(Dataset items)
=====

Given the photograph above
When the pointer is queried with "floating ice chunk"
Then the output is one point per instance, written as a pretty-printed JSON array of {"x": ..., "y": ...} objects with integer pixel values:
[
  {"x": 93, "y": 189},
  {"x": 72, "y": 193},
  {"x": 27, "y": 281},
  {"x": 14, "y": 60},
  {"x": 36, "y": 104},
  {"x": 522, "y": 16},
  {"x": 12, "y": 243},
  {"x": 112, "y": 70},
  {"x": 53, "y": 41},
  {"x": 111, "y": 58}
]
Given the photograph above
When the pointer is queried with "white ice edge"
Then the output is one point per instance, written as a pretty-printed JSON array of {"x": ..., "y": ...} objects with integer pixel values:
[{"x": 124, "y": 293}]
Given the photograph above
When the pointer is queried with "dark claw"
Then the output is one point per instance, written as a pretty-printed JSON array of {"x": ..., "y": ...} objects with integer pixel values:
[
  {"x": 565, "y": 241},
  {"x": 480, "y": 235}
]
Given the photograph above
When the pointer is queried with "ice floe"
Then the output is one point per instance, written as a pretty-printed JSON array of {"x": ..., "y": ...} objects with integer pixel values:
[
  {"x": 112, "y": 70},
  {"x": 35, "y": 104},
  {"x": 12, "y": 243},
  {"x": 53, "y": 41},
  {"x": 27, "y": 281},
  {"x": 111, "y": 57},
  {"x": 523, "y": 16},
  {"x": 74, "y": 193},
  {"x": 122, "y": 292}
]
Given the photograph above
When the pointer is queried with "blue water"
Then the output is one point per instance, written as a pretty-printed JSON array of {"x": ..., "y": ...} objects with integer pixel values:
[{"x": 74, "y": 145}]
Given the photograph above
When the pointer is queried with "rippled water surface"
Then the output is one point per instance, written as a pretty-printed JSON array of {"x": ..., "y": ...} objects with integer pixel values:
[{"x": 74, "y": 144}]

=====

*Activity*: Please write out the records from above, keeping every line exact.

*Exercise solution*:
Given the photograph above
When the pointer is queried with "floating ice chunk"
Then the output is one point per instance, written as a pretty-printed JSON array of {"x": ..., "y": ...} objects with integer pixel values:
[
  {"x": 93, "y": 189},
  {"x": 72, "y": 193},
  {"x": 27, "y": 281},
  {"x": 14, "y": 60},
  {"x": 36, "y": 104},
  {"x": 522, "y": 16},
  {"x": 12, "y": 243},
  {"x": 112, "y": 70},
  {"x": 53, "y": 41},
  {"x": 111, "y": 58}
]
Given the photograph above
When the pointer is queried with "white ice edge"
Then the output is one point per instance, written as a pretty-printed JSON array of {"x": ..., "y": ...} objects with integer pixel values:
[{"x": 124, "y": 293}]
Given the photograph above
When the pointer is queried with "dark claw"
Then the output is one point per instance, written as a pretty-printed JSON array of {"x": ..., "y": ...} objects with integer pixel values:
[
  {"x": 565, "y": 241},
  {"x": 480, "y": 235}
]
Given the photograph above
When the pointer is queried with "ice floe"
Then the output is one point per instance, written as a pretty-printed JSON array of {"x": ..., "y": ...} objects with integer pixel values:
[
  {"x": 112, "y": 70},
  {"x": 35, "y": 104},
  {"x": 12, "y": 243},
  {"x": 53, "y": 41},
  {"x": 27, "y": 281},
  {"x": 111, "y": 57},
  {"x": 523, "y": 16},
  {"x": 74, "y": 193},
  {"x": 122, "y": 292}
]
Given the photograph above
When the pointer is queried with "blue water"
Then the output is one point per instance, written as a pretty-printed JSON array of {"x": ..., "y": ...} objects with integer pixel values:
[{"x": 74, "y": 145}]
Given the photograph above
When the pointer is queried with "rippled water surface"
Then the output is one point per instance, written as a pretty-printed JSON array of {"x": ..., "y": ...} objects with integer pixel values:
[{"x": 74, "y": 144}]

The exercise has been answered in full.